TASK DESCRIPTION:
Answer these questions about the difference jokes, one per line:
1. What happens to the apple in the joke about an apple and an orphan?
2. Where does the joke about a mole and an eagle say they both live?
3. How many lives does the joke about a cat and a frog give a cat?

DOCUMENT EXTRACT:
Difference jokes
What’s the difference between an apple and an orphan?
The apple gets picked.
What's the difference between Batman and a gay person?
Batman has no one to call "daddy."
What's the difference between a nuclear reactor and your step sis? You need to use protection for the nuclear reactor.
What's the difference between a rubber and Michael Jackson? Nothing, kids touch them both.
What's the difference between a tornado and a divorce down south?
Nothing. Someone's losing a trailer.
What's the difference between a glass of chocolate milk and a toddler?
The thing is, I wasn't arrested for throwing a glass of chocolate milk against the wall.
What does a mother fear most?
Hearing "YOU ARE NOT THE FATHER!" for 5 different men.
What's the difference between a mole and an eagle?
They both live underground, except for the eagle.
What's the difference between a dead baby and an orange?
I don't keep a trash bag full of oranges in my basement.
What's the difference between a baby and a salad?
I'm not in jail for tossing a salad.
What's the difference between humans and mushrooms? I don't like eating mushrooms.
What's the difference between an asshole and a freezer?
The freezer doesn't fart when you pull the meat out.
Ask an orphan this: "What's the difference between cancer and your dad? Cancer comes back!"
What do you call the United States of America under a Joe Biden presidency?
Answer: The Democratic People’s Socialist States of America. We're still America, just a different kind of America. And that’s no joke. 😔
What's the difference between an orphan and a dew?
One goes up and one goes down.
What's the difference between an orphan and a puppy?
Parents enjoy the presents of a puppy.
What's the difference between my ass and the toddlers in my uncle's basement?
My ass doesn't cry when he sticks it in late at night.
What’s the difference between a nose and an orphan? A nose gets picked more.
What’s the difference between a cat and a frog?
A cat has nine lives, and a frog croaks every day.
"Knock, knock!""Who's there?""Abby."
"Abby who?""Your Mexican girlfriend."

DATA PROVIDED:

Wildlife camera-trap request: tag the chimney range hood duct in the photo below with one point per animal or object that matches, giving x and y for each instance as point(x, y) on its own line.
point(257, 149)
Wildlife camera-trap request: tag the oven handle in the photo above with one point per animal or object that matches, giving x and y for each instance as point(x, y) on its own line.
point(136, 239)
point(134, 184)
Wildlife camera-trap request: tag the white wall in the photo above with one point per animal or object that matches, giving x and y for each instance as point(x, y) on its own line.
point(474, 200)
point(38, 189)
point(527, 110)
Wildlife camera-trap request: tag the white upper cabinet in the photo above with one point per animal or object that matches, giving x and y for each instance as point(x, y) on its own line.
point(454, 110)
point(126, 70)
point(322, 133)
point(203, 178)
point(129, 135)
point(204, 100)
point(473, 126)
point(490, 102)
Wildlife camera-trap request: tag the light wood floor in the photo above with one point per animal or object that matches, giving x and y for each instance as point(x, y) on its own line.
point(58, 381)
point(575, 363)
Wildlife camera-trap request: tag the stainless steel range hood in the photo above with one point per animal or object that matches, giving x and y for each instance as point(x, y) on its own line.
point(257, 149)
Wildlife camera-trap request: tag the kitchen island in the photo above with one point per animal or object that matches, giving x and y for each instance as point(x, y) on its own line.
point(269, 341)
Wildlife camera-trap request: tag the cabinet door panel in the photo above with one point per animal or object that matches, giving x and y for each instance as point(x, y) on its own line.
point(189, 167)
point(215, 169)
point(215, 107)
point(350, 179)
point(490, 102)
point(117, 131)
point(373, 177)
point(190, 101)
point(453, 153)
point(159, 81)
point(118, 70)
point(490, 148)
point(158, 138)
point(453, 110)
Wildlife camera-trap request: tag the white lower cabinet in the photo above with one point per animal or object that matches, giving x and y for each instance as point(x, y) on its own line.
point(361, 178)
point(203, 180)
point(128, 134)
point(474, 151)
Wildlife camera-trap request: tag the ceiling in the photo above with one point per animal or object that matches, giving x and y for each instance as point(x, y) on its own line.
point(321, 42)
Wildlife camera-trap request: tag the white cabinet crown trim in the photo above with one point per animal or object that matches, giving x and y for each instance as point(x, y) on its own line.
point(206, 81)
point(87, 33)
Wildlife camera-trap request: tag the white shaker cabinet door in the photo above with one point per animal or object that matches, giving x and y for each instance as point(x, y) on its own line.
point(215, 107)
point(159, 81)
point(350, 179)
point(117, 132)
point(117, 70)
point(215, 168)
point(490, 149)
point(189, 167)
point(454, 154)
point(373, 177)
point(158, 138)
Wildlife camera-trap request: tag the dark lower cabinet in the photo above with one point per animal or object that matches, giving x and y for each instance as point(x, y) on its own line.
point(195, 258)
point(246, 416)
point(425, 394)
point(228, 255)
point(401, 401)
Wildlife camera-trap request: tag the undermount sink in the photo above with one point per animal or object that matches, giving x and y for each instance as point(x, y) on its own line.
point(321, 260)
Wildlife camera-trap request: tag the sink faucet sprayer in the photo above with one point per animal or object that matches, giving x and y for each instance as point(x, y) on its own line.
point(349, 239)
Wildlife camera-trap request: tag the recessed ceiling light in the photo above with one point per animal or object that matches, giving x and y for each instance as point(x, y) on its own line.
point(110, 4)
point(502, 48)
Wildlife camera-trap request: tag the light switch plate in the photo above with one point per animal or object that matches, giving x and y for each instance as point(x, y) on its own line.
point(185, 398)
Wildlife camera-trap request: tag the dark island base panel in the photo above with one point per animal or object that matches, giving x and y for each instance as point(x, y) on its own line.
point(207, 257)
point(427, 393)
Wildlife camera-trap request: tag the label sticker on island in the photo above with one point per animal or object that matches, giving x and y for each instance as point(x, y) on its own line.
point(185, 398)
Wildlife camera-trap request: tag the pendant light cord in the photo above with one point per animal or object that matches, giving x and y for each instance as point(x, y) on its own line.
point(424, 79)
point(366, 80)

OUTPUT OF THE TASK:
1. It gets picked.
2. Underground.
3. Nine.